*TASK*: Every record below must be written out exactly. Leave out the pictures.

───── RECORD SET ─────

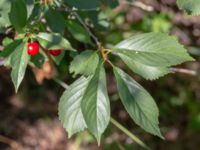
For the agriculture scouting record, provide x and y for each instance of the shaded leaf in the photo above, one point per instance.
(95, 104)
(192, 7)
(84, 63)
(69, 109)
(5, 6)
(138, 102)
(10, 48)
(146, 71)
(153, 49)
(19, 60)
(80, 4)
(53, 41)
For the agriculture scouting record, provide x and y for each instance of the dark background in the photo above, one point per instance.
(29, 121)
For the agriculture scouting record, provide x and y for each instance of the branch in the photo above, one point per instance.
(184, 71)
(61, 83)
(140, 5)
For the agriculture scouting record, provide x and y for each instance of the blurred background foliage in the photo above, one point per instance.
(29, 119)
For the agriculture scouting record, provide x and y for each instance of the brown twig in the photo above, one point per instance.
(184, 71)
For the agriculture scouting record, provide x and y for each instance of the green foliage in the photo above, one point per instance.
(79, 4)
(9, 48)
(148, 55)
(151, 49)
(88, 96)
(95, 104)
(78, 32)
(192, 7)
(70, 113)
(19, 60)
(18, 14)
(4, 10)
(51, 15)
(138, 103)
(85, 63)
(53, 41)
(85, 105)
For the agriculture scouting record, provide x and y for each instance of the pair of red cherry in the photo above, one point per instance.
(33, 49)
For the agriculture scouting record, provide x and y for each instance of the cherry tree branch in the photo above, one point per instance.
(184, 71)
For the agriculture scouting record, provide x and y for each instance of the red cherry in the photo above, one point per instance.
(55, 52)
(33, 48)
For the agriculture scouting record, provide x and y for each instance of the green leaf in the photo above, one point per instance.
(19, 60)
(10, 48)
(53, 41)
(69, 109)
(95, 104)
(6, 41)
(30, 7)
(80, 4)
(18, 14)
(192, 7)
(153, 49)
(55, 20)
(59, 58)
(138, 103)
(146, 71)
(5, 6)
(84, 63)
(78, 32)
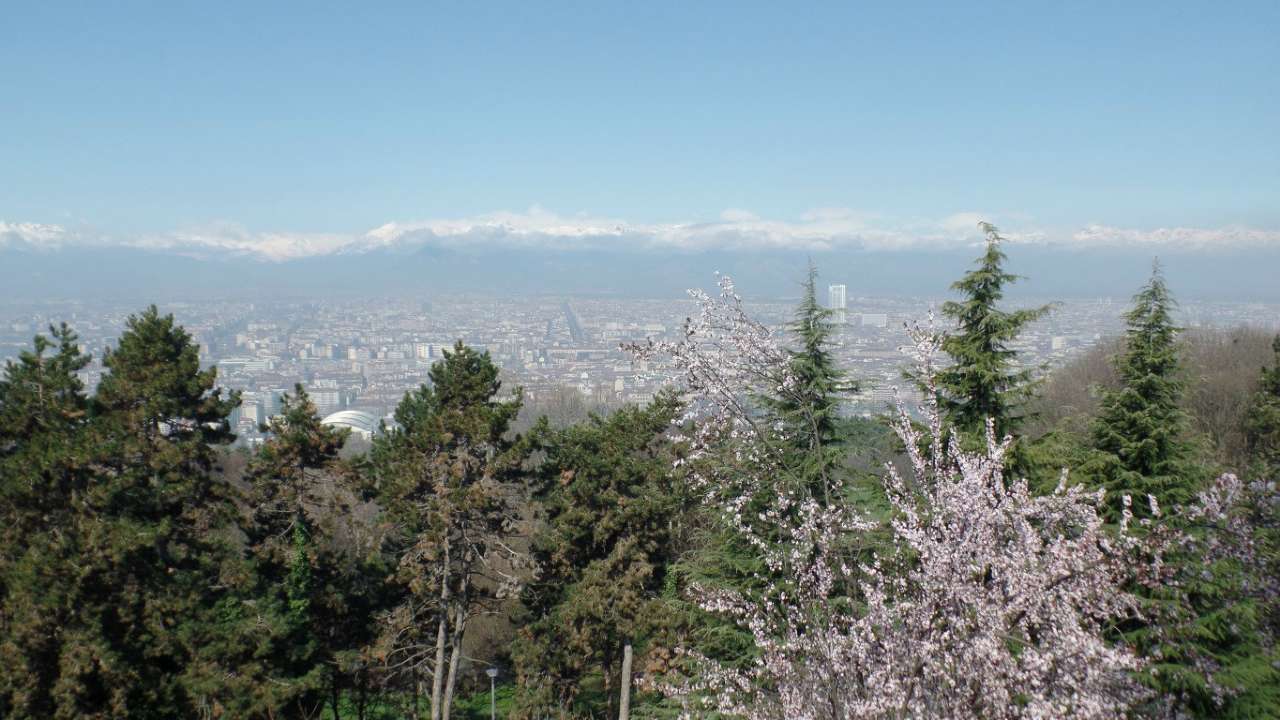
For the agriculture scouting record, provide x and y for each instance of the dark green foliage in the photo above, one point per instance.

─────

*RESPONSE*:
For the agriculture scouting record, provide x and y for each instance of the shaded leaf in the photo above, one point per instance.
(95, 104)
(192, 7)
(84, 63)
(69, 109)
(5, 6)
(138, 102)
(10, 48)
(146, 71)
(153, 49)
(19, 60)
(80, 4)
(53, 41)
For the agriculture scouting record, provide x and y for each instance of the dark background in the photo above, one point per instance.
(29, 121)
For the agriculture scouting record, provide x and y for each instance of the branch in the photo above, one point per instance.
(184, 71)
(61, 83)
(140, 5)
For the agriculture scouting record, provide x and y for each instance of the blurred background foliage in the photo above, one point per instance.
(29, 119)
For the agriculture scouting record, provide x and y for each instance of the brown twig in the photo above, one point per instance.
(184, 71)
For the agriculture scouting record, provide x and y for each instance of the green foliage in the photo above, one point per instance.
(79, 4)
(9, 48)
(148, 55)
(151, 49)
(88, 96)
(95, 104)
(78, 32)
(192, 7)
(70, 113)
(19, 60)
(18, 14)
(4, 10)
(51, 15)
(138, 103)
(85, 63)
(53, 41)
(85, 105)
For the agriculture scouting record, provide x and y for each instance of the pair of red cherry in the photo above, one point per instance.
(33, 49)
For the agriculture scouting record, provide x and y for each instance of the cherry tree branch in the photo above, one point per instance.
(184, 71)
For the agriculture scouting record, provide x and y for each instance of the red cherry in the photo above, one point per instance.
(55, 52)
(33, 48)
For the agriculture scouting record, provide x and y for each instance of the green leaf in the photo above, one point per instance.
(19, 60)
(10, 48)
(53, 41)
(69, 109)
(95, 104)
(6, 41)
(30, 7)
(80, 4)
(18, 14)
(192, 7)
(153, 49)
(55, 20)
(59, 58)
(138, 103)
(146, 71)
(5, 6)
(84, 63)
(78, 32)
For the agriculture scouting record, provide x and y for each instance of the dark green foliage in the photo above, one point per instance.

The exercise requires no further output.